ОТРЫВОК>

——————

«С получением известия о злодейском умерщвлении короля французского, — записывает в дневнике секретарь Екатерины II Храповицкий, — ее величество слегла в постель, и больна и печальна».
Брату Людовика XVI графу Д'Артуа Екатерина передает на организацию борьбы с якобинцами миллион рублей и вручает шпагу с надписью на лезвии: «С Богом за Короля».
Свободная борьба простив вольтерьянства и масонства стала возможной только после осуждения Новикова и закрытия «Дружеского общества». До этого идеологическая борьба с вольтерьянцами и масонами «была делом опасным, как для светских лиц, так и для духовенства».
Л. Знаменский в своем «Руководстве к русской церковной истории» отмечает, что положение белого духовенства при Екатерине было не лучше, чем положение монашества.
«Белое духовенство, — пишет он, — пострадало едва ли не более.
В эту эпоху крупных и мелких временщиков, угнетение слабых сильными, оно было совсем забито. Губернаторы и другие светские начальники забирали священнослужителей в свои канцелярии, держали под арестом, подвергали телесным наказаниям».

——————

Строки с размеченными рамками:
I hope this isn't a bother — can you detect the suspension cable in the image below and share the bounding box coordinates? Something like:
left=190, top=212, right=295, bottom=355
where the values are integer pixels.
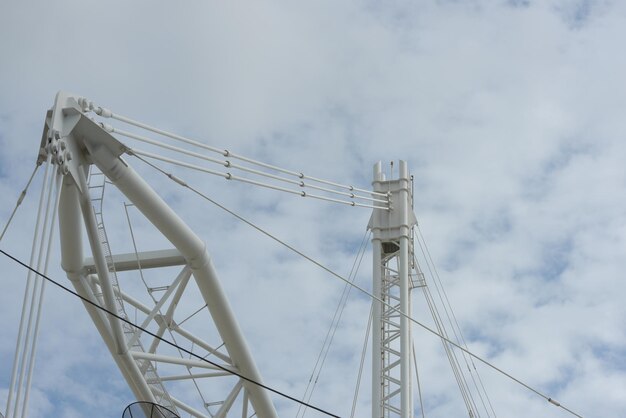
left=100, top=123, right=382, bottom=205
left=128, top=155, right=583, bottom=418
left=416, top=224, right=497, bottom=417
left=296, top=231, right=371, bottom=418
left=86, top=99, right=386, bottom=197
left=411, top=341, right=426, bottom=418
left=350, top=302, right=374, bottom=418
left=126, top=148, right=389, bottom=210
left=0, top=162, right=42, bottom=241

——————

ЗАДАНИЯ К ОТРЫВКУ>
A) Определите, соответствуют ли отрывку следующие утверждения: (i) узнав о гибели французского короля, Екатерина слегла в постель; (ii) графу Д'Артуа Екатерина передала полмиллиона рублей; (iii) по мнению Знаменского, белому духовенству при Екатерине жилось лучше, чем монашеству. На каждое утверждение ответьте «да» или «нет» и приведите точную цитату из отрывка, на которой основан ответ.
B) Перепишите из отрывка без изменений фрагмент, который открывается словами, содержащими «Л. Знаменский в», и заканчивается словами «чем положение монашества.».

ОТВЕТЫ К ЗАДАНИЯМ>
A)
(i) Да: «ее величество слегла в постель, и больна и печальна».
(ii) Нет: «Екатерина передает на организацию борьбы с якобинцами миллион рублей».
(iii) Нет: «положение белого духовенства при Екатерине было не лучше, чем положение монашества».

B)
Л. Знаменский в своем «Руководстве к русской церковной истории» отмечает, что положение белого духовенства при Екатерине было не лучше, чем положение монашества.